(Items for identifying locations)
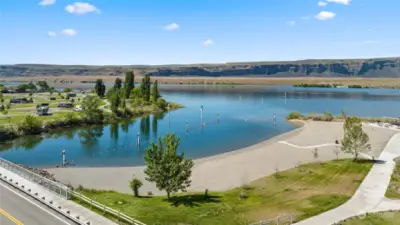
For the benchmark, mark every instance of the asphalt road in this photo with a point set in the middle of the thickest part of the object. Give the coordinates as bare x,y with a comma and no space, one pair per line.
17,208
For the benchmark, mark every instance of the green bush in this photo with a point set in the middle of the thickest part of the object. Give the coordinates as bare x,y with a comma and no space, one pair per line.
135,185
162,104
326,117
30,125
295,116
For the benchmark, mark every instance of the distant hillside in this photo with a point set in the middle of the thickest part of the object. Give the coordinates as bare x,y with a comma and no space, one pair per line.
383,67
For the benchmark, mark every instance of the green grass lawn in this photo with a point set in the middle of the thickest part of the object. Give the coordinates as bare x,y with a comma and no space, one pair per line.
384,218
17,112
393,190
303,192
20,117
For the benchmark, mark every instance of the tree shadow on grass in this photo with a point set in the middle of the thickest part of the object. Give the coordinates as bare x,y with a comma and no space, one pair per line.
194,200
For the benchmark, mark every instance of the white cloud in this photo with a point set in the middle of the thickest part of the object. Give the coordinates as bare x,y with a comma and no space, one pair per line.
371,42
81,8
208,42
51,34
306,17
69,32
344,2
324,15
322,4
47,2
172,26
291,23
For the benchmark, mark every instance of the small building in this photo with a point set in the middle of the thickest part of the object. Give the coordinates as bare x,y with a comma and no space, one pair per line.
71,95
42,109
19,100
65,105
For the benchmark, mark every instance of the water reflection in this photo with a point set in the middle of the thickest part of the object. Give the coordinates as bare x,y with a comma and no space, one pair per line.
26,143
114,128
246,117
89,136
145,127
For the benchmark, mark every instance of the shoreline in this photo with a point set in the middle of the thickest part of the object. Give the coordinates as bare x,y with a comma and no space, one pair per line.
236,168
228,80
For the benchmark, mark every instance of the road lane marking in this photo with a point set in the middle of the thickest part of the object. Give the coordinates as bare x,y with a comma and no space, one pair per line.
35,204
6,214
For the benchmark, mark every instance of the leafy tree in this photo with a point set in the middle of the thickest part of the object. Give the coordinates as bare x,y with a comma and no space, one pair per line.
43,85
355,139
351,122
30,124
145,88
66,90
117,83
135,184
129,83
136,93
91,109
161,103
115,102
315,154
100,88
155,93
168,169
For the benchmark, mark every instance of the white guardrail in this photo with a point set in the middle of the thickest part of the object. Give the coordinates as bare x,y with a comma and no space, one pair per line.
61,190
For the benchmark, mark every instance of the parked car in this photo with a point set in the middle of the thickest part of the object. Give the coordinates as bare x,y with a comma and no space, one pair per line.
78,108
65,105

### What is asked
Please arrange all of the items above as a numbered list, dropping any blank lines. Leave the pictures out of your answer.

### Answer to the exercise
1. For the benchmark, mark every instance of the asphalt road in this photo with a point set in the middle of the thickest part of the object. Give the coordinates as bare x,y with a comma and no space, one pair per line.
2. 17,208
3. For the benchmark, mark every instance of the green bush in this photo with a point set in the middle of the thickest part of the object. Give the coordinates as bare x,y with a comma and no space, one pair per line.
4. 135,185
5. 162,104
6. 326,117
7. 30,125
8. 295,116
9. For the benchmark, mark every instance of the distant hillside in this photo with a point set in the middle of the thickest part of the object. Give the coordinates as bare x,y with a comma and no space, one pair per line.
10. 383,67
11. For the benchmark, mark every instance of the green grass lawn in this photo with a point set in the middle of the thickest part of the object. Give the coordinates as bare x,y with a comma and no space, one pair per line.
12. 384,218
13. 17,112
14. 393,190
15. 303,192
16. 20,117
17. For the benchmark, mark every instance of the tree shadow on grass in this photo with a point set in the middle of the thickest part of the object. Give the coordinates as bare x,y with a comma and no space, one pair per line.
18. 194,200
19. For the benchmark, mark every instance of the white cloud in this photo with a point set in the middle of the thickest part of the object. Give the coordinates as bare x,y with a comma and no space, one pair per line.
20. 371,42
21. 81,8
22. 208,42
23. 51,34
24. 306,17
25. 69,32
26. 344,2
27. 324,15
28. 322,4
29. 47,2
30. 172,26
31. 291,23
32. For the benchmark, mark every instance of the small building in this photo with a point set in the middle of the thickest part of the object. Give the coordinates as bare x,y with a comma and no space, one pair per line.
33. 71,95
34. 42,109
35. 19,100
36. 65,105
37. For the benchmark, mark every instance of the water reflection in this photo with a point set in the middle of the thickest part of the object. Give the coordinates as bare x,y with a comma and no space, one pair per line.
38. 26,143
39. 114,128
40. 246,117
41. 89,136
42. 145,127
43. For the benchmark, mark every instance of the shoreline in this photo with a point set in the middle of the thickest part of the object. Give the coordinates as bare x,y with a comma and no space, one pair per line.
44. 236,168
45. 228,80
46. For the benchmark, mark every instance of the road lane marking in this photo with a point set in the middle of the thickest part of the object. Give the coordinates as bare x,y with a comma and no space, one pair per line.
47. 35,204
48. 6,214
49. For the benchmark, mark every instance of the leafy tree in this photo with a point set in the middle of the thickest part of the object. Give the coordinates as bare x,y with a comma and no space, one pair per line.
50. 43,85
51. 355,139
52. 351,122
53. 30,124
54. 145,88
55. 66,90
56. 117,83
57. 135,184
58. 129,83
59. 136,93
60. 91,109
61. 161,103
62. 115,102
63. 315,154
64. 100,88
65. 155,93
66. 168,169
67. For the benchmark, mark every instance of the white guardrail in this photo with a point set in the middle of the thickest part of the object. Give the coordinates as bare x,y with a comma and no space, one pair per line.
68. 61,190
69. For the benchmark, mark every instance of the parked car in this photo with a point set in the middle of the thickest part of the object. Give the coordinates as bare x,y with a comma and no space, one pair per line.
70. 78,108
71. 65,105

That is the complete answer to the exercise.